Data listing
+ + + + + + +
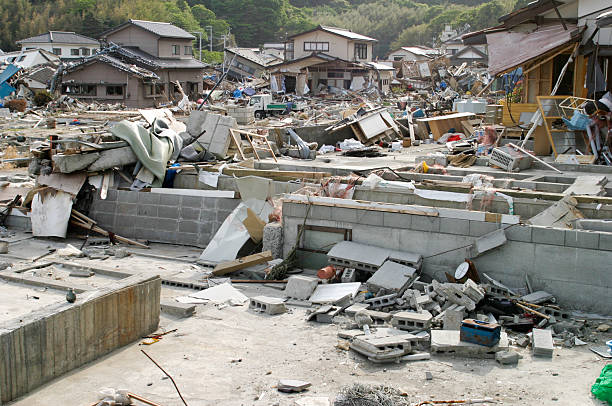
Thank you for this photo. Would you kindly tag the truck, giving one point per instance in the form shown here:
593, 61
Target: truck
265, 106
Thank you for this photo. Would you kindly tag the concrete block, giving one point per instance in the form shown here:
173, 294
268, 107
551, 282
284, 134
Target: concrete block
452, 319
519, 233
480, 228
473, 291
177, 309
546, 235
449, 342
454, 226
582, 239
507, 357
268, 305
426, 223
300, 287
392, 276
411, 321
370, 218
344, 215
382, 301
605, 241
397, 220
542, 343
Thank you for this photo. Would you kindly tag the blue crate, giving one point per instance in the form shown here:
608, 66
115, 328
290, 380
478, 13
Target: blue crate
480, 332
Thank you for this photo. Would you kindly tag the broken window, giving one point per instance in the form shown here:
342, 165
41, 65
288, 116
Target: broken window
155, 89
361, 51
316, 46
114, 90
80, 89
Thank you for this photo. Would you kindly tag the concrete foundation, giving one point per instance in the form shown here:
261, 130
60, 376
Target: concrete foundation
65, 336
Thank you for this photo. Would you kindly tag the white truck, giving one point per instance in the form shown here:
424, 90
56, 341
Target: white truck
265, 106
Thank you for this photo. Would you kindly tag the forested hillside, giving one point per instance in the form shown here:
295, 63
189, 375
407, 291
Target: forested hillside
252, 22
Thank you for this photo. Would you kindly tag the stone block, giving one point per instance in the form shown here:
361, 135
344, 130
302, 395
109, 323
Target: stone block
268, 305
177, 309
605, 241
426, 223
454, 226
480, 228
582, 239
519, 233
542, 343
546, 235
411, 321
449, 342
300, 287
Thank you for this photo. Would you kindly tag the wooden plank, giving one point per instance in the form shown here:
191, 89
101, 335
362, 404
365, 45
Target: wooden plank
241, 263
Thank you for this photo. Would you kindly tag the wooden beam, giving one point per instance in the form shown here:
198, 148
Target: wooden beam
241, 263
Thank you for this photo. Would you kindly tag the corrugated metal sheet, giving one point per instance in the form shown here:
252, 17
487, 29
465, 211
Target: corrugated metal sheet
511, 48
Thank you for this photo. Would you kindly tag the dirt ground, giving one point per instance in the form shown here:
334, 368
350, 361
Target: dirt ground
232, 356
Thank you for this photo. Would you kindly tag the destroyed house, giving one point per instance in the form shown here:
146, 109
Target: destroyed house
248, 62
67, 45
533, 47
154, 56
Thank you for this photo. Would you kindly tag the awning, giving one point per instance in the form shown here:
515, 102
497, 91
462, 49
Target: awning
511, 48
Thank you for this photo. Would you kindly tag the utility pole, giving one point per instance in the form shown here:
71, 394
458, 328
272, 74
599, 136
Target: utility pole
199, 35
209, 28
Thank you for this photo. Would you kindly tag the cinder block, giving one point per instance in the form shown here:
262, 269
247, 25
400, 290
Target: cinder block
546, 235
188, 227
397, 220
519, 233
177, 309
369, 217
127, 209
191, 201
268, 305
480, 228
189, 213
148, 210
126, 196
605, 241
454, 226
582, 239
168, 212
426, 223
344, 215
148, 198
300, 287
170, 200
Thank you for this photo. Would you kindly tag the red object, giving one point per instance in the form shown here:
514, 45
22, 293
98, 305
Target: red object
326, 273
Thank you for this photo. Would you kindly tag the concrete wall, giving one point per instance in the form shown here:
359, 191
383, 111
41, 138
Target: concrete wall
573, 265
156, 217
62, 337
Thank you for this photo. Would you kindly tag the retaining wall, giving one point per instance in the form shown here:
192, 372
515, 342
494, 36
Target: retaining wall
55, 340
574, 265
166, 218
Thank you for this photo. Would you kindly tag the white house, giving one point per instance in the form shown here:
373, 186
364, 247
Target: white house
66, 45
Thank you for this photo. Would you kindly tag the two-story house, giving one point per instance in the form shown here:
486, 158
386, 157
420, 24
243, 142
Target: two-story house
138, 67
328, 58
67, 45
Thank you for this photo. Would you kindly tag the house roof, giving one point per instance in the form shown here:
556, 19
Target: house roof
253, 55
162, 29
342, 32
59, 37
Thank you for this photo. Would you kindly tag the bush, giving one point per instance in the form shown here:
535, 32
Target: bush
42, 98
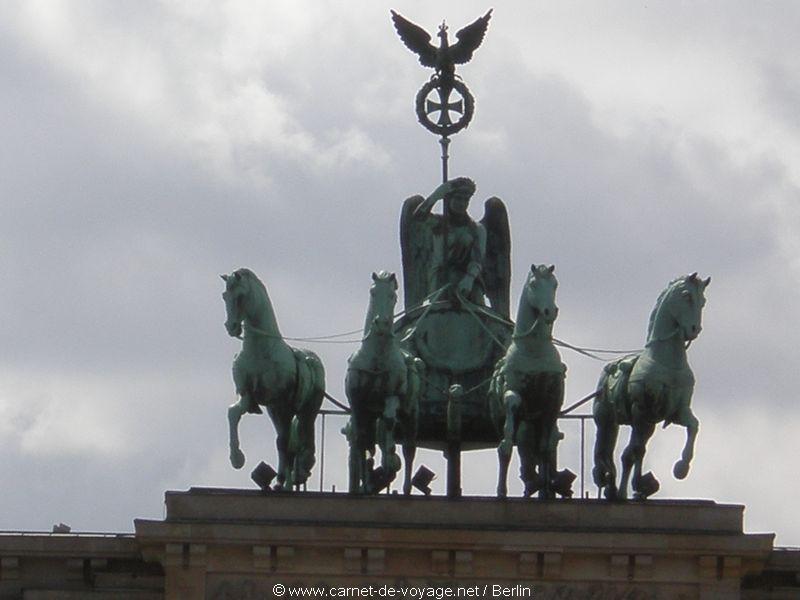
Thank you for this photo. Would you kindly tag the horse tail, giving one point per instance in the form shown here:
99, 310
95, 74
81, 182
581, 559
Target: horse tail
310, 383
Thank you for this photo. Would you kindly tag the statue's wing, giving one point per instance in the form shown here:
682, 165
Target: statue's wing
415, 244
497, 270
416, 39
469, 39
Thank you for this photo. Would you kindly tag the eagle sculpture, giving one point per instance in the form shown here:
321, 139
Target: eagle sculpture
444, 58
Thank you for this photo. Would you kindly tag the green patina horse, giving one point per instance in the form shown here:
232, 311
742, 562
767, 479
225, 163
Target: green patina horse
643, 389
382, 386
527, 388
289, 382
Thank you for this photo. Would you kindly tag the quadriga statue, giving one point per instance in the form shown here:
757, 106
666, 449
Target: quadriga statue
647, 388
289, 382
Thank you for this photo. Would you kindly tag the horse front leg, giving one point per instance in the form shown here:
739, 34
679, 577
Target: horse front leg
386, 432
235, 412
633, 456
687, 419
282, 423
511, 404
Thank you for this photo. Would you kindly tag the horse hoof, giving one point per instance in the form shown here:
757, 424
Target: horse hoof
237, 459
681, 469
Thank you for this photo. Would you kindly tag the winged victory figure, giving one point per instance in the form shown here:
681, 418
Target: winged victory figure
453, 253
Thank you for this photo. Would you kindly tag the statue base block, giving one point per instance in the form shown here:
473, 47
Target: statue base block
218, 543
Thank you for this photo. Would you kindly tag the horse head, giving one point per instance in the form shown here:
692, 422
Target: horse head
679, 309
239, 287
539, 295
382, 298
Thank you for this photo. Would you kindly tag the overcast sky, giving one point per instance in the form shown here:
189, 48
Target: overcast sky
148, 147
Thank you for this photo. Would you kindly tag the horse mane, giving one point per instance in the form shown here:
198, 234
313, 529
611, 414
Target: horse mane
249, 275
667, 292
383, 275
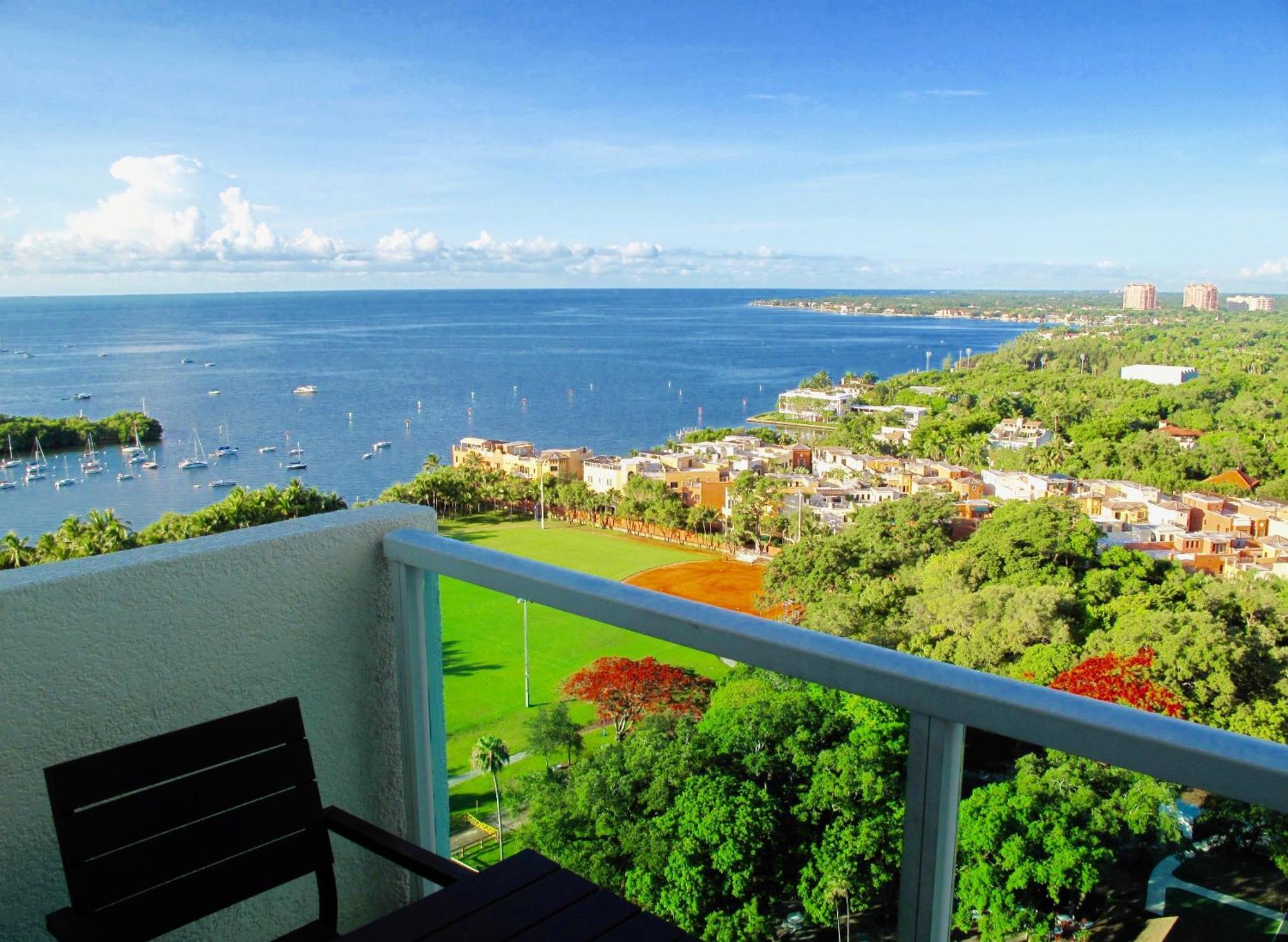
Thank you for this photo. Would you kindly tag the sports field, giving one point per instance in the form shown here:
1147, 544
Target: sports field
+ + + + + + +
• _EXERCISE GOAL_
Copy the final portion of the records: every line from the one containing "Thank you for this photo. Would you kindly tag the overcast" through the last, word for word, without pictures.

• _ANSWER TO THIS EXERCISE_
Thank you for this photo. Would you kindly tag the overcast sky, giving one point per instance in the form shown here:
189, 48
Target: overcast sky
148, 147
Thank you for this photo. Would you kindly tag the horse mane, giving one point per instance in the form shown here:
198, 234
313, 529
611, 414
Target: horse mane
249, 275
667, 292
383, 275
Thank you for this photo. Would you kindly tag the sports field, giving one point per instance in the form shown here:
1147, 544
Target: sports field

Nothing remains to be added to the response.